** SUPPLIED RECORDS follows **
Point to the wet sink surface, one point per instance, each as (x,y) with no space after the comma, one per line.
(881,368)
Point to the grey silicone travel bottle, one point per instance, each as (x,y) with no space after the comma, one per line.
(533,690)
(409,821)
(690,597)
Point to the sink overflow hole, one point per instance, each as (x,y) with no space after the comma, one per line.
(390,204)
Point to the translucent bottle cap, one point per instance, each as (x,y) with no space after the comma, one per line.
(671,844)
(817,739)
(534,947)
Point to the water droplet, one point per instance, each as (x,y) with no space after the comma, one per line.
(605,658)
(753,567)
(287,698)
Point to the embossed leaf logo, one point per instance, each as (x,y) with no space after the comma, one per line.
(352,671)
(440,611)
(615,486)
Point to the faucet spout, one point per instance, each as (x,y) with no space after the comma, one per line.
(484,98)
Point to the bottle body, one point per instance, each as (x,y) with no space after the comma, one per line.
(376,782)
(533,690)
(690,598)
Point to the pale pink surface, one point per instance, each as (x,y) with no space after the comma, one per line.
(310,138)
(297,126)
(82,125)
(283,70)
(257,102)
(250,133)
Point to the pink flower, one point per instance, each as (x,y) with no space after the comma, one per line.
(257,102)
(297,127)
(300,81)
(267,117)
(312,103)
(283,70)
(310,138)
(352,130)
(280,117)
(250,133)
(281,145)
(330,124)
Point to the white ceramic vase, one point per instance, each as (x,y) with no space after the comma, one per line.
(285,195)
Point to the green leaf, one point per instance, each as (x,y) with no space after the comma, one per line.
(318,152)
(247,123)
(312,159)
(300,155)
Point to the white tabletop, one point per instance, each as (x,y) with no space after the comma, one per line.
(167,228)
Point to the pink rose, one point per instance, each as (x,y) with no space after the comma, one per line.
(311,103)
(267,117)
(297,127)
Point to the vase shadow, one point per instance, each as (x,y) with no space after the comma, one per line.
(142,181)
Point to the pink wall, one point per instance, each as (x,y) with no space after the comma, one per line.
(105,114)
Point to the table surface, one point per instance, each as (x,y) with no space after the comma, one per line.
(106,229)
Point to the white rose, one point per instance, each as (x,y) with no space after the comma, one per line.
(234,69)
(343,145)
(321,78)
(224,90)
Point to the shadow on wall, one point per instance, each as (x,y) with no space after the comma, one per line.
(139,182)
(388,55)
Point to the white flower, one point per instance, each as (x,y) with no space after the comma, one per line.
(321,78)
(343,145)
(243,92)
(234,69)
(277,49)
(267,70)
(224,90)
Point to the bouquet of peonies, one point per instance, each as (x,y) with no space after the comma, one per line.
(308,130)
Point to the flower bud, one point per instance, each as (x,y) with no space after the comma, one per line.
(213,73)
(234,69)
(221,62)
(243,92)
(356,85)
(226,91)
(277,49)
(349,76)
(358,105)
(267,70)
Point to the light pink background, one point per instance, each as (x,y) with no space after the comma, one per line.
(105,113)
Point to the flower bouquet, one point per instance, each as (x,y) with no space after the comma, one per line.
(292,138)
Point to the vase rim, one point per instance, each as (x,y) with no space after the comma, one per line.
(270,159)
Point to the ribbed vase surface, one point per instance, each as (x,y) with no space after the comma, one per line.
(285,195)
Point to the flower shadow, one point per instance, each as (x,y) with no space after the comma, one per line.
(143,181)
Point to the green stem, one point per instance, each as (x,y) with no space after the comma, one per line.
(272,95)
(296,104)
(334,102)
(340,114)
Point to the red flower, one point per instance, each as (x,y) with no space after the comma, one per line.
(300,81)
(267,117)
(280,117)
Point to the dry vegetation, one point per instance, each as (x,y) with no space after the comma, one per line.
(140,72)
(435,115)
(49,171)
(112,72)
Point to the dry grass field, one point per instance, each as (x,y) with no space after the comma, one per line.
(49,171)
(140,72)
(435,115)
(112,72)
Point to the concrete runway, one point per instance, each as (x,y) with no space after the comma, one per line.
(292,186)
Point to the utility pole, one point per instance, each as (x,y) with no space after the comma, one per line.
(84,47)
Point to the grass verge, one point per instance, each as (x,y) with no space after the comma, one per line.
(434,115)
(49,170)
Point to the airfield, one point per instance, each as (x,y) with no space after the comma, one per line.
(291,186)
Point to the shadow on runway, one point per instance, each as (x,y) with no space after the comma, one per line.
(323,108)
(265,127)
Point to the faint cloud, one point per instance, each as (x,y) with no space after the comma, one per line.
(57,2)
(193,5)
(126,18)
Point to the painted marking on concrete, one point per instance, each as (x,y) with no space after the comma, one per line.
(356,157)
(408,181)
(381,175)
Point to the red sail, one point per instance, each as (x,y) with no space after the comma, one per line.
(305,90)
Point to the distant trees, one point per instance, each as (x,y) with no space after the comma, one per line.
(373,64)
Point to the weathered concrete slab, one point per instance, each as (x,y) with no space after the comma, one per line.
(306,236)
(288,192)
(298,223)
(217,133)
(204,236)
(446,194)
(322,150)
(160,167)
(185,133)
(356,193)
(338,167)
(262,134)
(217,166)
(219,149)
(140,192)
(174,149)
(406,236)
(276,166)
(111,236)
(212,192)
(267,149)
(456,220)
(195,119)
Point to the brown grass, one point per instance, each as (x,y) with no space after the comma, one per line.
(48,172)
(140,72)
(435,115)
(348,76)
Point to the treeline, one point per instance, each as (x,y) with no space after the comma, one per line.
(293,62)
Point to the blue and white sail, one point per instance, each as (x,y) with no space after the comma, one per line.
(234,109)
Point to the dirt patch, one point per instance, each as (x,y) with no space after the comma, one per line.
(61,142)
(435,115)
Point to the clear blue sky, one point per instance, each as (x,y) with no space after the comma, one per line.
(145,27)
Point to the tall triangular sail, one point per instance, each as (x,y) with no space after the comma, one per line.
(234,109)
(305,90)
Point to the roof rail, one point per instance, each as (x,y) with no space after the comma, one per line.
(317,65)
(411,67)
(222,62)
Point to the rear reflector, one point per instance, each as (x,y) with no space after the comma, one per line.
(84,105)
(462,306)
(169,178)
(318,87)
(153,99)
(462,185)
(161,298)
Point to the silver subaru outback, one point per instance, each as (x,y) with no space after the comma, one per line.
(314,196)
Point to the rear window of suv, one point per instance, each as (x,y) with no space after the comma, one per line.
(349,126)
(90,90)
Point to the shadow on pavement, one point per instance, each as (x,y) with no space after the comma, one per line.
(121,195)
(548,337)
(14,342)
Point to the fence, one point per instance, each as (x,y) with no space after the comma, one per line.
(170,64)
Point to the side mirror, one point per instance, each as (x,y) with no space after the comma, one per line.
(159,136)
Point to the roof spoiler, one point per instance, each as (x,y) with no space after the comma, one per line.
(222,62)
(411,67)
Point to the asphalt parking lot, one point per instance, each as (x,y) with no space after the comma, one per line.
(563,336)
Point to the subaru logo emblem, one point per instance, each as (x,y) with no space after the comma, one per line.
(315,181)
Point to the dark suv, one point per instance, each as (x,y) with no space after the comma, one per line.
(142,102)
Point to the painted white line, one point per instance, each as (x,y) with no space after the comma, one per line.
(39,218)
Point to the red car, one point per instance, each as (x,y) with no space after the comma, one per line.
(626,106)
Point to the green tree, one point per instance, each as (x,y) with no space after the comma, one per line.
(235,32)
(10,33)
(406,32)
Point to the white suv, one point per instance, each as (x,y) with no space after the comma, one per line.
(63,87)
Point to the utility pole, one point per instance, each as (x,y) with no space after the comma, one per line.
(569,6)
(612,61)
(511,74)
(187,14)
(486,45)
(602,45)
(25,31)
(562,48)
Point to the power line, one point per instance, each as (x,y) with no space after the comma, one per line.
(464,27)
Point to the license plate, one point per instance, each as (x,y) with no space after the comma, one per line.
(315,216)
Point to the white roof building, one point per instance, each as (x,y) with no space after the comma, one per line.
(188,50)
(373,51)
** End of SUPPLIED RECORDS **
Please set down the entire material above exactly as presented.

Point to the wet sink surface, one point per instance, each as (x,y) with no space after the comma, one per line.
(881,368)
Point to the grey silicone travel bottle, one point per instance, each as (x,y) with no space after the comma, one per line.
(533,690)
(409,821)
(690,597)
Point to the sink overflow hole, one point per instance, each as (x,y) with no space after the comma, one per line.
(390,204)
Point to the translucent bottle cap, one point per instance, each as (x,y) with no space after the comma, one per line.
(671,844)
(817,739)
(534,947)
Point to the water droplet, one point per instance, each as (x,y) with no space after the comma, one per line.
(605,658)
(753,567)
(287,698)
Point to the embossed leaf logo, one point per instance, each as (x,y) with no space after the comma, one per line.
(352,671)
(440,611)
(615,486)
Point to the faucet spout, one point per instance, each as (x,y) with no space after the comma, one per line.
(484,98)
Point to the bottle body, one point per instance, each as (x,y) with no space after the comma, one per line.
(376,782)
(533,690)
(690,598)
Point to the pale pink surface, one point per instance, each as (x,y) with no space after the comma, one per line.
(310,138)
(297,126)
(82,125)
(283,70)
(257,102)
(250,133)
Point to the pink flower, one point per instance, each as (x,y) with no space after the comma, one per line.
(257,102)
(297,127)
(300,81)
(267,117)
(312,103)
(283,70)
(310,138)
(352,130)
(280,117)
(250,133)
(281,145)
(330,124)
Point to the white ceramic vase, one point per instance, each as (x,y) with no space after the comma, one per line.
(285,195)
Point to the green leaf, one point per instance, each as (x,y) with no space after the comma, one per line.
(318,152)
(247,123)
(312,159)
(300,155)
Point to the white tabletop, one point per instance, each as (x,y) with no space after the comma, one per line.
(167,228)
Point to the pink rose, one point per instance, each as (x,y) with no space after the comma, one per line.
(311,103)
(267,117)
(297,127)
Point to the vase shadow, one point per instance, each as (x,y) with no space after the comma, one per line.
(142,181)
Point to the pink wall, one point per instance, each as (x,y) with no space after the comma, one per line.
(105,114)
Point to the table surface, one point per instance, each as (x,y) with no space after the comma, one per line.
(106,229)
Point to the white rose, one point per instance, each as (x,y) with no space after the comma, one per line.
(234,69)
(343,145)
(321,78)
(224,90)
Point to the shadow on wall, one point per instance, each as (x,y) with no space after the comma, one per line.
(139,182)
(388,55)
Point to the white flower, one point per instance, each as (x,y) with no space after the comma, one per line.
(321,78)
(343,145)
(243,92)
(234,69)
(277,49)
(267,70)
(224,90)
Point to the bouquet of peonies, one point per instance, each as (x,y) with no space after the comma, one per line.
(308,130)
Point to the flower bud, one point per instance, each as (x,y) with no space after the comma, one per line.
(213,73)
(234,69)
(221,62)
(243,92)
(356,85)
(226,91)
(277,49)
(349,76)
(358,105)
(267,70)
Point to the light pink background, one point per instance, each as (x,y) with no space after the comma, one per line.
(105,113)
Point to the flower bouquet, one point per instance, each as (x,y) with no space after the comma, one per line.
(292,138)
Point to the vase rim, one point per instance, each as (x,y) with no space after the comma, one per line.
(270,159)
Point to the ribbed vase surface, one point per instance, each as (x,y) with no space after the comma, one per line.
(285,195)
Point to the flower shadow, one point per instance, each as (x,y) with no space after the comma, one per line.
(143,181)
Point to the green stem, one point per instance, each as (x,y) with no space after the comma, one per line.
(272,95)
(296,104)
(334,102)
(340,114)
Point to the red flower, one point per instance, each as (x,y) with no space after the comma, one per line.
(300,81)
(267,117)
(280,117)
Point to the dry vegetation, one point per instance, each as (x,y) with no space after the comma, one per line.
(140,72)
(435,115)
(49,171)
(112,72)
Point to the dry grass field, one point per instance, each as (x,y) with no space after the comma, one per line.
(49,171)
(140,72)
(435,115)
(112,72)
Point to the concrete runway, one point per instance, each as (x,y) with no space after the comma, one per line.
(292,186)
Point to the utility pole, one point per instance, each as (x,y) with no space after the comma, one per line.
(84,47)
Point to the grass verge, one point per instance, each as (x,y) with no space after the comma, one per line.
(434,115)
(49,170)
Point to the airfield, one point per instance, each as (x,y) with no space after the comma, one per line.
(291,186)
Point to the shadow on runway, one point per instance, each as (x,y) with no space after the comma, one per line.
(323,108)
(265,127)
Point to the faint cloud, one point per instance, each as (x,y) with no space after the comma, one per line.
(57,2)
(193,5)
(126,18)
Point to the painted marking on concrete, one point per instance, each as (x,y) with no space after the comma, one per line.
(356,157)
(408,181)
(381,175)
Point to the red sail, one point per instance, each as (x,y) with no space after the comma, one per line.
(305,90)
Point to the distant trees, one point per instance, each as (x,y) with no space after the comma, one per line.
(373,64)
Point to the weathered concrete slab, one point per instance, each as (x,y) with no space after the comma, one per line.
(306,236)
(288,192)
(298,223)
(217,133)
(204,236)
(446,194)
(322,150)
(160,167)
(185,133)
(356,193)
(338,167)
(262,134)
(217,166)
(219,149)
(140,192)
(174,149)
(406,236)
(276,166)
(111,236)
(212,192)
(267,149)
(456,220)
(195,119)
Point to the brown grass, one point per instance, each as (x,y) with no space after the comma, one per line.
(48,172)
(140,72)
(435,115)
(348,76)
Point to the treeline, one point per instance, each as (x,y) with no space after the comma, one per line.
(293,62)
Point to the blue and white sail, one point per instance, each as (x,y) with no space after the comma, one per line.
(234,109)
Point to the dirt patch, one point per instance, each as (x,y) with no space after the comma, one per line.
(61,142)
(435,115)
Point to the clear blue sky, one point per instance, each as (x,y) with no space after the comma, one per line.
(145,27)
Point to the tall triangular sail, one point per instance, each as (x,y) with no space after the comma, one per line.
(234,109)
(305,90)
Point to the roof rail, one point per instance, each as (x,y) with no space after the comma, one per line.
(317,65)
(411,67)
(222,62)
Point to the rear reflector, one point per instance, each as (x,y) with no space after the comma, one per line.
(84,105)
(462,306)
(169,178)
(318,87)
(153,99)
(462,185)
(161,298)
Point to the silver subaru outback, one point per instance, each as (x,y) with no space after the comma, one per line.
(314,196)
Point to the rear window of suv, one point per instance, each as (x,y) with no space after the comma, one per line.
(349,126)
(90,90)
Point to the shadow on pavement, one point per instance, each as (x,y) with no space after the comma, one per line.
(121,195)
(548,337)
(14,342)
Point to the fence, one point per instance, each as (x,y) with no space after the comma, one per line.
(170,64)
Point to the side mirror, one point per instance, each as (x,y) with no space after the comma, one per line.
(159,136)
Point to the roof spoiler, one point per instance, each as (x,y) with no space after the comma, one per line.
(222,62)
(411,67)
Point to the asphalt parking lot, one point per instance, each as (x,y) with no space after the comma, one per line.
(563,336)
Point to the subaru logo emblem, one point per instance, each as (x,y) with no space after the comma, one per line.
(315,181)
Point to the dark suv, one point per instance, each as (x,y) with no space after the comma, one per line.
(142,102)
Point to the painted white line, one point per instance, each as (x,y) with no space after the comma, one per line.
(39,218)
Point to the red car, one point per instance, each as (x,y) with no space after the comma, one per line.
(626,106)
Point to the green tree, one point per instance, each as (x,y) with no space after the comma, one per line.
(235,32)
(10,33)
(406,32)
Point to the white suv, one point per instance, each as (x,y) with no space after the comma, one per line.
(63,87)
Point to the utility pole, one point per instance, each as (x,y) with no space after the comma, one per line.
(569,6)
(612,61)
(511,74)
(187,14)
(486,45)
(602,45)
(25,31)
(562,48)
Point to the power line, one point per instance, each as (x,y) with no space after the comma, one per line.
(464,27)
Point to the license plate, one point per instance, each as (x,y) with no space after the comma, one per line.
(315,216)
Point to the white roof building, one point per instance, each as (x,y) with no space after the comma, one per line.
(188,50)
(373,51)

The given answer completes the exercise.